Provided data:
= = = = =

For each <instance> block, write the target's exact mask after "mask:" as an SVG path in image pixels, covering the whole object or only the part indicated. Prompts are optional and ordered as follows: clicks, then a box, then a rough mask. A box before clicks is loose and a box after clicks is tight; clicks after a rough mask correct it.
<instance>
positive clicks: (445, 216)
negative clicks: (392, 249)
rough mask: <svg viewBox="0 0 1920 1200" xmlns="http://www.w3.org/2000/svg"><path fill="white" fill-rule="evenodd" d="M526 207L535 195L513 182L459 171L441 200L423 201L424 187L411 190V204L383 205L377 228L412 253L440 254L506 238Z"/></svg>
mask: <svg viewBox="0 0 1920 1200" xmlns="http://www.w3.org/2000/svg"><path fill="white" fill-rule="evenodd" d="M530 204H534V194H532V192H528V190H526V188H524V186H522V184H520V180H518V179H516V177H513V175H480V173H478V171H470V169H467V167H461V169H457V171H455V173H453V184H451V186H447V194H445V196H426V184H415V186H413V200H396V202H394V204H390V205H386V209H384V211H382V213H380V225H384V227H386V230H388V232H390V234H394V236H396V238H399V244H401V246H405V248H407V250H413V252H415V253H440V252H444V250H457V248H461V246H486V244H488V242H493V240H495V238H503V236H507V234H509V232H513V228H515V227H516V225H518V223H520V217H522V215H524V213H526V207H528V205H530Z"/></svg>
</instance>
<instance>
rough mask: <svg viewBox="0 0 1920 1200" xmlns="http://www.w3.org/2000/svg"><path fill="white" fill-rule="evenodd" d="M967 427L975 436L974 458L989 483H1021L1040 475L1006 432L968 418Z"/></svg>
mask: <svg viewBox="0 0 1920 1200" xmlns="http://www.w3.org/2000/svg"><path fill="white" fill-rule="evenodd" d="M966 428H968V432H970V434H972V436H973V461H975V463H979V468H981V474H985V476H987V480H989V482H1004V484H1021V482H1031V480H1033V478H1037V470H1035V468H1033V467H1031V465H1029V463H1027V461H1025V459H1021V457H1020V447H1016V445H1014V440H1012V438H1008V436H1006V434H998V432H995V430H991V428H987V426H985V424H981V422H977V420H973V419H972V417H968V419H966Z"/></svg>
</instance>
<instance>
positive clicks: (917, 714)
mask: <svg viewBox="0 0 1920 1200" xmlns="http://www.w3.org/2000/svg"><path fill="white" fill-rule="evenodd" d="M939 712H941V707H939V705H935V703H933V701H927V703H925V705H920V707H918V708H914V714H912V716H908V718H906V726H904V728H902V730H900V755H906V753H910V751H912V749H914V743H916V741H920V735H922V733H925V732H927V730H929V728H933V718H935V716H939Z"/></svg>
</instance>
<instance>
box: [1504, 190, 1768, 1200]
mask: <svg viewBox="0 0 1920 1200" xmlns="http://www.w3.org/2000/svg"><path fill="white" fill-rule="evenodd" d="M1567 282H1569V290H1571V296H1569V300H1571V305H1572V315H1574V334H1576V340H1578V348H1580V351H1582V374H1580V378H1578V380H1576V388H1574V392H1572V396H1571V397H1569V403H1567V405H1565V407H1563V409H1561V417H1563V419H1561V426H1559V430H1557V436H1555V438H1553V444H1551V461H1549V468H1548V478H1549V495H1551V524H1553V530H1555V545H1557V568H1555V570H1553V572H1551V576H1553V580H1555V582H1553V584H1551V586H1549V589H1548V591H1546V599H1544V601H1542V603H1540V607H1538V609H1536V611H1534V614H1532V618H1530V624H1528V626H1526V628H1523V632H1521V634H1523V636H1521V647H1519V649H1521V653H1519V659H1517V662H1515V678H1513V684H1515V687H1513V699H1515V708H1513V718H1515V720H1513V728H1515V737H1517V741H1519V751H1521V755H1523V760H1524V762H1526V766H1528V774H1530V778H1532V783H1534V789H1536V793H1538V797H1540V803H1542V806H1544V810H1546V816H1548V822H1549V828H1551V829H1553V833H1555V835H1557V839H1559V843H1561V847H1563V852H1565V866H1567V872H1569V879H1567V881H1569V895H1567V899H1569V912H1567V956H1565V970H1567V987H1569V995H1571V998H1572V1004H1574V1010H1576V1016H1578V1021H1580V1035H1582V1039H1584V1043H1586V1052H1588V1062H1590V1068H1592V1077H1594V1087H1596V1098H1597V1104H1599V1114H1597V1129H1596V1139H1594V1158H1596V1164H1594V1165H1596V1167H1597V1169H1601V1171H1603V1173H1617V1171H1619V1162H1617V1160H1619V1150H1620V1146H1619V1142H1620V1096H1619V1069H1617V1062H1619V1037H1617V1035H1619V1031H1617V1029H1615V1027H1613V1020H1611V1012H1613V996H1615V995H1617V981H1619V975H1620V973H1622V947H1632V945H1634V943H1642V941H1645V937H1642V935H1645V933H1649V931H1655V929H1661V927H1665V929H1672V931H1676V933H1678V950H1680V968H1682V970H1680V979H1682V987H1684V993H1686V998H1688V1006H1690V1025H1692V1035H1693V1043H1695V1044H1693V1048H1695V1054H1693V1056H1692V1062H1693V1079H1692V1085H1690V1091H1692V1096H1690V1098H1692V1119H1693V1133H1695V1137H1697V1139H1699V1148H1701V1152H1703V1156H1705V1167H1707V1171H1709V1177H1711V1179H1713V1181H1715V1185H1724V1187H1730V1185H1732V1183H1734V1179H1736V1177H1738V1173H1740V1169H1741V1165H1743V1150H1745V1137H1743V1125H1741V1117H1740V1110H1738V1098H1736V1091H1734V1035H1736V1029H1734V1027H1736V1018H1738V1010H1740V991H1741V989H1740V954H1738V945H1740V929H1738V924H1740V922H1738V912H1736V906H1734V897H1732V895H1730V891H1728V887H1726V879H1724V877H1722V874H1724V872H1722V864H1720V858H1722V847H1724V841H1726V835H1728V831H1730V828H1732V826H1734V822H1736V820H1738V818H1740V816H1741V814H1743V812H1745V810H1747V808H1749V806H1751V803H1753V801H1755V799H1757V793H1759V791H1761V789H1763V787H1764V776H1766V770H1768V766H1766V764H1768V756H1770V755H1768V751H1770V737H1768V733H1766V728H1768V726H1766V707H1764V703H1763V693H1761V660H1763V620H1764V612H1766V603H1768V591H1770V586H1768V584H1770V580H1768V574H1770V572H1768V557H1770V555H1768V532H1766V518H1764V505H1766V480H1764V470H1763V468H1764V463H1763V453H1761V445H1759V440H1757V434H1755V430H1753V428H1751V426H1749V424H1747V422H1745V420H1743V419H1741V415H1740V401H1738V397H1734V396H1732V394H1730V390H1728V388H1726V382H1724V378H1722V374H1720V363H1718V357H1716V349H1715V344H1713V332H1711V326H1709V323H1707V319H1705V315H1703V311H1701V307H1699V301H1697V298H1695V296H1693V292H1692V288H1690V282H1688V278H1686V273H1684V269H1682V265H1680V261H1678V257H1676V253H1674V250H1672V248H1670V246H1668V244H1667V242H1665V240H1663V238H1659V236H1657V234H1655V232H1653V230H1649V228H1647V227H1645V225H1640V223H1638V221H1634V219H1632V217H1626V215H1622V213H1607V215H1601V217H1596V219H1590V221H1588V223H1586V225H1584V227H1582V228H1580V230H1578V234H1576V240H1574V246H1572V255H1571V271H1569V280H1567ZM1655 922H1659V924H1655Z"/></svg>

= = = = =

Which lines in the data above contain the string "rough"? Copy each of them in full.

For each <instance> block, write the target's exact mask after "mask:" as an SVG path in image pixels, covering the whole object or only the part indicated. Prompts are optional and ordered as follows: clicks, then a box, then a rough mask. A box before clicks is loose and a box after clicks is tight; clicks after a rough mask correct it.
rough mask: <svg viewBox="0 0 1920 1200" xmlns="http://www.w3.org/2000/svg"><path fill="white" fill-rule="evenodd" d="M526 207L535 195L513 182L459 171L441 200L423 201L424 187L411 190V204L383 205L377 228L412 253L440 254L506 238Z"/></svg>
rough mask: <svg viewBox="0 0 1920 1200" xmlns="http://www.w3.org/2000/svg"><path fill="white" fill-rule="evenodd" d="M967 427L975 436L974 458L989 483H1021L1040 475L1006 432L968 418Z"/></svg>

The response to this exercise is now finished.